** begin Data section **

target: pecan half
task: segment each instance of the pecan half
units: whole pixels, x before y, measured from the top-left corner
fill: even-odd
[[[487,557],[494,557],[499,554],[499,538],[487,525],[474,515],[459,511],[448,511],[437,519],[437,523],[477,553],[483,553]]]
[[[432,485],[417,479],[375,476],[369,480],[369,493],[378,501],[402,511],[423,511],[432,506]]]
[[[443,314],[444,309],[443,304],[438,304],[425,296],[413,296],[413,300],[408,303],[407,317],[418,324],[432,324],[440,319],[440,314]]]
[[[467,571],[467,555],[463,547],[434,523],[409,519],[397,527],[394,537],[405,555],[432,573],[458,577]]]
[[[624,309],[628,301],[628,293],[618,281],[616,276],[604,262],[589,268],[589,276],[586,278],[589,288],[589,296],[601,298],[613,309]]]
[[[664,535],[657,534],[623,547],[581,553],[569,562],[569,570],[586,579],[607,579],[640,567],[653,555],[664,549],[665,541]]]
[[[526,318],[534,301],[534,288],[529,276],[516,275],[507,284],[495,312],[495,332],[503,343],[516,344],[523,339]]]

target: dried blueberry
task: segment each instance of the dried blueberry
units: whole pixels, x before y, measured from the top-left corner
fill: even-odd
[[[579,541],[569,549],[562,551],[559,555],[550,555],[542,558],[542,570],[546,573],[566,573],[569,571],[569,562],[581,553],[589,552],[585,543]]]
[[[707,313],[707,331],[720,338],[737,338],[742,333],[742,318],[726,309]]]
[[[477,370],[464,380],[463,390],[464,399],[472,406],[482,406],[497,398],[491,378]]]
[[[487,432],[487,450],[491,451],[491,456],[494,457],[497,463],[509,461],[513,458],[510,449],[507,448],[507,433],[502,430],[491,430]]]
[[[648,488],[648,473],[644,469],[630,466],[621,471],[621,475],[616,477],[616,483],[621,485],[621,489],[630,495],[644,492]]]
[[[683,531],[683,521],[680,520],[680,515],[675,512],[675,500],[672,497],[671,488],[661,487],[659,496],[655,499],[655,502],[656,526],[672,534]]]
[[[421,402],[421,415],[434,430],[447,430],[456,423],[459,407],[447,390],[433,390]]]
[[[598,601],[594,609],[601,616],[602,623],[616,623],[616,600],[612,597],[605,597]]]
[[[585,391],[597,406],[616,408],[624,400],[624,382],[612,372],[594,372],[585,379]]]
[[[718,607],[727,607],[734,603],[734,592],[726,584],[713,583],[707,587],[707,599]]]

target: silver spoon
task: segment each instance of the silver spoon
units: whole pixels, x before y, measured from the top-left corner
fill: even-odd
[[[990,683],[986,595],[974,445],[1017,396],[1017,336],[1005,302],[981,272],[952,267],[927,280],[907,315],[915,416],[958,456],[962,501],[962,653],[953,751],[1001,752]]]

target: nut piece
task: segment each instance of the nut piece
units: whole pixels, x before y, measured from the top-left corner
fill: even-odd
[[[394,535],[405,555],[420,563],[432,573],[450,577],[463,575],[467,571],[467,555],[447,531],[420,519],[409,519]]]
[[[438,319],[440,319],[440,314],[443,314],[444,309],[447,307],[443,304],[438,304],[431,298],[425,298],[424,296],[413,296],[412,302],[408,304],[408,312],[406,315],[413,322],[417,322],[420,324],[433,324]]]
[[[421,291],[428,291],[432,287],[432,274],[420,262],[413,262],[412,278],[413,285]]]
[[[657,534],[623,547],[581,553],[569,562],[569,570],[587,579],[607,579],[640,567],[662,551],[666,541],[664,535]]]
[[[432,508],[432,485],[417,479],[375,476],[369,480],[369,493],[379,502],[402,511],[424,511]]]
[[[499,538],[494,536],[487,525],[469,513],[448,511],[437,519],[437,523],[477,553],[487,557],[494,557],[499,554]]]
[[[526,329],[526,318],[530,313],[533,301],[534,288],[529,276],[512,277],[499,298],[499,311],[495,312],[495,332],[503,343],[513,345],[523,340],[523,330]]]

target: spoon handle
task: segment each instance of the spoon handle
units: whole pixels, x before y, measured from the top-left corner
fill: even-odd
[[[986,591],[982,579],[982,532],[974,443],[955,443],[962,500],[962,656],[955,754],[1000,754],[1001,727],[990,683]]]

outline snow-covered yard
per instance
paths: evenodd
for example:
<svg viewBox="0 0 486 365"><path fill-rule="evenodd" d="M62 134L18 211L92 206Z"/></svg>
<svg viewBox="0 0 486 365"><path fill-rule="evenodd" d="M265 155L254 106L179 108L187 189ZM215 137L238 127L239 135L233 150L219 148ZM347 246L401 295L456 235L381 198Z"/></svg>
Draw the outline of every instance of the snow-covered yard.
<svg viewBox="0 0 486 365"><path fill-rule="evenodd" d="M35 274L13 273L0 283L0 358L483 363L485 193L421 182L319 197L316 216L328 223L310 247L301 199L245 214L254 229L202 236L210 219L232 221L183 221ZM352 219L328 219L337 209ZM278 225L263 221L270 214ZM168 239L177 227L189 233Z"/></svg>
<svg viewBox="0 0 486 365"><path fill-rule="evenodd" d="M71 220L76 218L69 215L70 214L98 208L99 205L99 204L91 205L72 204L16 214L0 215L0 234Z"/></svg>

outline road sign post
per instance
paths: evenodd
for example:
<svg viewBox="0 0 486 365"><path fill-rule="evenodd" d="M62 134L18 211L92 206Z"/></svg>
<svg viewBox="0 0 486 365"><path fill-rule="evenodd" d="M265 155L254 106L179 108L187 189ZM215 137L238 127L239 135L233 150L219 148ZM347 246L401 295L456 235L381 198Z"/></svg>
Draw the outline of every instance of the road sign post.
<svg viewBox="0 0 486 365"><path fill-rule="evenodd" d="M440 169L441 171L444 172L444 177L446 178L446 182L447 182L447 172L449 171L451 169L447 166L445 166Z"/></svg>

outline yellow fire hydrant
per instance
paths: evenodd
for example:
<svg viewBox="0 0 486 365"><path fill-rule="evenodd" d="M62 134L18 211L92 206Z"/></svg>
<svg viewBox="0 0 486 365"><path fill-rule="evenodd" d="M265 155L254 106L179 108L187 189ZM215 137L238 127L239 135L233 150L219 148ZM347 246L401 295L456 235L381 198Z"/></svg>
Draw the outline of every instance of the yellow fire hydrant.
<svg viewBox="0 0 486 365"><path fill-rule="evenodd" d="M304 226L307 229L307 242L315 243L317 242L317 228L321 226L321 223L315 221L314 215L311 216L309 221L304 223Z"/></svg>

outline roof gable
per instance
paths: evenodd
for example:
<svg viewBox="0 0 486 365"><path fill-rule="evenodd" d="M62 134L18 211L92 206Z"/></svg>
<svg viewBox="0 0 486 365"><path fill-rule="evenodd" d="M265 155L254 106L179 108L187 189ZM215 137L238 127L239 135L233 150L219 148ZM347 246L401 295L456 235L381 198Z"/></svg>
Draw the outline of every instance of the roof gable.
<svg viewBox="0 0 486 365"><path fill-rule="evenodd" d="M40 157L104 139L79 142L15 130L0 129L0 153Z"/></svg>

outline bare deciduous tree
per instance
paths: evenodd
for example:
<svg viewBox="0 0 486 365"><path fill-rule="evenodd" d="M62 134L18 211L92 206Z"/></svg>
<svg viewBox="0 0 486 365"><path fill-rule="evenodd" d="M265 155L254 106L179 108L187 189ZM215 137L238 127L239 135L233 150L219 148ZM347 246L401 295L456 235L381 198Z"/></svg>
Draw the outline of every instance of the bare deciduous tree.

** end Data section **

◆ **Task goal**: Reproduce the whole listing above word for word, from its first line to its last.

◆ **Solution**:
target: pecan half
task: segment each instance of the pecan half
units: whole pixels, x before y, measured from the top-left corner
fill: even-odd
[[[487,557],[494,557],[499,554],[499,538],[487,525],[474,515],[459,511],[448,511],[437,519],[437,523],[477,553],[483,553]]]
[[[432,485],[417,479],[375,476],[369,480],[369,493],[378,501],[402,511],[423,511],[432,506]]]
[[[443,314],[444,309],[443,304],[438,304],[425,296],[413,296],[413,300],[408,303],[407,317],[418,324],[432,324],[440,319],[440,314]]]
[[[467,571],[467,555],[463,547],[434,523],[409,519],[397,527],[394,537],[405,555],[432,573],[458,577]]]
[[[624,309],[628,301],[628,293],[618,281],[616,276],[604,262],[589,268],[589,276],[586,278],[589,288],[589,296],[601,298],[613,309]]]
[[[664,535],[657,534],[623,547],[581,553],[569,562],[569,570],[586,579],[607,579],[640,567],[653,555],[664,549],[665,541]]]
[[[526,318],[534,301],[534,288],[529,276],[516,275],[507,284],[495,312],[495,332],[503,343],[516,344],[523,339]]]

target: dried blueberry
task: segment each instance of the dried blueberry
units: whole pixels, x before y, measured from the top-left corner
fill: even-odd
[[[579,541],[569,549],[562,551],[559,555],[550,555],[542,558],[542,570],[546,573],[566,573],[569,571],[569,562],[581,553],[589,552],[585,543]]]
[[[707,313],[707,331],[720,338],[737,338],[742,333],[742,318],[726,309]]]
[[[477,370],[464,380],[463,390],[464,399],[472,406],[482,406],[497,398],[491,378]]]
[[[487,432],[487,450],[491,451],[491,456],[494,457],[497,463],[509,461],[513,458],[510,449],[507,448],[507,433],[502,430],[491,430]]]
[[[648,488],[648,473],[644,469],[630,466],[621,471],[621,475],[616,477],[616,483],[621,485],[621,489],[630,495],[644,492]]]
[[[683,531],[683,521],[680,520],[680,515],[675,512],[675,500],[672,497],[671,488],[661,487],[659,496],[655,499],[655,502],[656,526],[672,534]]]
[[[421,402],[421,415],[434,430],[447,430],[456,423],[459,407],[447,390],[433,390]]]
[[[598,601],[594,609],[601,616],[602,623],[616,623],[616,600],[612,597],[605,597]]]
[[[585,391],[597,406],[616,408],[624,400],[624,382],[612,372],[594,372],[585,379]]]
[[[718,607],[727,607],[734,603],[734,592],[726,584],[713,583],[707,587],[707,599]]]

target: silver spoon
task: segment each instance of the silver spoon
units: whole pixels, x before y, measured from the top-left corner
fill: even-odd
[[[990,683],[986,595],[974,445],[1017,396],[1017,336],[1005,302],[981,272],[952,267],[927,280],[907,315],[915,416],[958,456],[962,501],[962,653],[953,751],[1001,752]]]

target: nut piece
task: segment each instance of the nut piece
units: whole pixels, x before y, measured from the top-left corner
fill: even-odd
[[[394,535],[405,555],[420,563],[432,573],[450,577],[463,575],[467,571],[467,555],[447,531],[420,519],[409,519]]]
[[[438,319],[440,319],[440,314],[443,314],[444,309],[447,307],[443,304],[438,304],[431,298],[425,298],[424,296],[413,296],[412,302],[408,304],[408,312],[406,315],[413,322],[417,322],[420,324],[433,324]]]
[[[421,291],[428,291],[432,287],[432,274],[420,262],[413,262],[412,278],[413,285]]]
[[[657,534],[623,547],[581,553],[569,562],[569,570],[587,579],[607,579],[640,567],[662,551],[666,541],[664,535]]]
[[[432,508],[432,485],[417,479],[375,476],[369,480],[369,493],[379,502],[402,511],[424,511]]]
[[[499,538],[494,536],[487,525],[469,513],[448,511],[437,519],[437,523],[477,553],[487,557],[494,557],[499,554]]]
[[[526,329],[526,318],[530,313],[533,301],[534,288],[529,276],[512,277],[499,298],[499,311],[495,312],[495,332],[503,343],[513,345],[523,340],[523,330]]]

target: spoon handle
task: segment each instance of the spoon handle
units: whole pixels, x before y, measured from the top-left corner
fill: even-odd
[[[986,591],[982,579],[982,532],[974,443],[955,443],[962,500],[962,656],[955,754],[1000,754],[1001,727],[990,683]]]

outline snow-covered yard
per instance
paths: evenodd
for example:
<svg viewBox="0 0 486 365"><path fill-rule="evenodd" d="M62 134L18 211L92 206Z"/></svg>
<svg viewBox="0 0 486 365"><path fill-rule="evenodd" d="M265 155L254 106L179 108L187 189ZM215 137L238 127L239 135L233 150L219 148ZM347 246L401 295L456 235L381 198Z"/></svg>
Draw the outline of every instance of the snow-covered yard.
<svg viewBox="0 0 486 365"><path fill-rule="evenodd" d="M35 274L13 273L0 283L0 358L483 363L485 193L421 182L319 197L316 216L328 223L310 247L301 199L245 214L254 229L202 236L210 219L232 221L183 221ZM352 219L328 219L337 209ZM278 225L263 221L270 214ZM168 239L177 227L189 233Z"/></svg>
<svg viewBox="0 0 486 365"><path fill-rule="evenodd" d="M71 220L76 218L69 215L70 214L98 208L99 205L99 204L91 205L72 204L16 214L0 215L0 234Z"/></svg>

outline road sign post
per instance
paths: evenodd
for example:
<svg viewBox="0 0 486 365"><path fill-rule="evenodd" d="M62 134L18 211L92 206Z"/></svg>
<svg viewBox="0 0 486 365"><path fill-rule="evenodd" d="M265 155L254 106L179 108L187 189ZM215 137L238 127L239 135L233 150L219 148ZM347 246L401 295L456 235L381 198Z"/></svg>
Draw the outline of every instance of the road sign post.
<svg viewBox="0 0 486 365"><path fill-rule="evenodd" d="M440 169L441 171L444 172L444 177L446 178L446 182L447 182L447 172L449 171L451 169L447 166L445 166Z"/></svg>

outline yellow fire hydrant
per instance
paths: evenodd
for example:
<svg viewBox="0 0 486 365"><path fill-rule="evenodd" d="M62 134L18 211L92 206Z"/></svg>
<svg viewBox="0 0 486 365"><path fill-rule="evenodd" d="M265 155L254 106L179 108L187 189ZM215 137L238 127L239 135L233 150L219 148ZM347 246L401 295L456 235L381 198Z"/></svg>
Draw the outline of every instance of the yellow fire hydrant.
<svg viewBox="0 0 486 365"><path fill-rule="evenodd" d="M304 226L307 229L307 242L315 243L317 242L317 228L321 226L321 223L315 221L314 215L311 216L309 221L304 223Z"/></svg>

outline roof gable
per instance
paths: evenodd
for example:
<svg viewBox="0 0 486 365"><path fill-rule="evenodd" d="M62 134L18 211L92 206Z"/></svg>
<svg viewBox="0 0 486 365"><path fill-rule="evenodd" d="M265 155L254 106L179 108L187 189ZM215 137L238 127L239 135L233 150L219 148ZM347 246L401 295L456 235L381 198Z"/></svg>
Draw the outline of every instance of the roof gable.
<svg viewBox="0 0 486 365"><path fill-rule="evenodd" d="M40 157L104 139L79 142L15 130L0 129L0 153Z"/></svg>

outline bare deciduous tree
per instance
paths: evenodd
for example:
<svg viewBox="0 0 486 365"><path fill-rule="evenodd" d="M62 134L18 211L92 206Z"/></svg>
<svg viewBox="0 0 486 365"><path fill-rule="evenodd" d="M265 155L254 106L179 108L187 189ZM215 137L238 127L239 135L233 150L219 148ZM347 246L401 295L456 235L381 198Z"/></svg>
Draw the outline of every instance of the bare deciduous tree.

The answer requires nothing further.